Coordinate labeling data:
------

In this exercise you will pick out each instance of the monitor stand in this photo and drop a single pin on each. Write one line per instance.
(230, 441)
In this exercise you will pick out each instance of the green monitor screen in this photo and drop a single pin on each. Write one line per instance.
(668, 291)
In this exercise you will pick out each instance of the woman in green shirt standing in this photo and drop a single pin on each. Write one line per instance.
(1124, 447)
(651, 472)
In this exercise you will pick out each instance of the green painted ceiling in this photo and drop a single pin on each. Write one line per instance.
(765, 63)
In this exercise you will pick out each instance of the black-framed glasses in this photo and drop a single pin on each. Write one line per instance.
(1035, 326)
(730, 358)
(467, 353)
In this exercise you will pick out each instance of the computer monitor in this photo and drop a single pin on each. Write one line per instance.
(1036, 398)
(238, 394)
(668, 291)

------

__SET EXERCISE__:
Reproduce every line of the records above, requests included. Scale each coordinate in the answers by 2.3 and round it to the nearest whole number, rounding halves up.

__CORRECT OUTPUT__:
In this exercise you will pick out each instance of the monitor stand in this photo and drop a single pin on each. Write one line per instance.
(529, 1014)
In this exercise you will pick out each instance of the green monitor screen in this photo and drop a single pin on each. Write one line per instance.
(1536, 669)
In this exercise you will pick out each instance of the woman in green shirt standing in this photo and drop a single pin on each. Write one line per instance.
(2585, 1028)
(1497, 1086)
In this exercise you will pick out each instance of the green painted ceiling in this photo and drop a single pin on each. Write one line per instance.
(1760, 145)
In this exercise you will pick out each instance of the black-framed glasses in this photo and drop a single pin on each. Write one line per instance.
(2381, 750)
(1679, 823)
(1074, 812)
In this exercise you will pick out each instance of the computer monitor in this photo and drop a single pin on each. Write one line per instance.
(2383, 915)
(547, 906)
(1536, 669)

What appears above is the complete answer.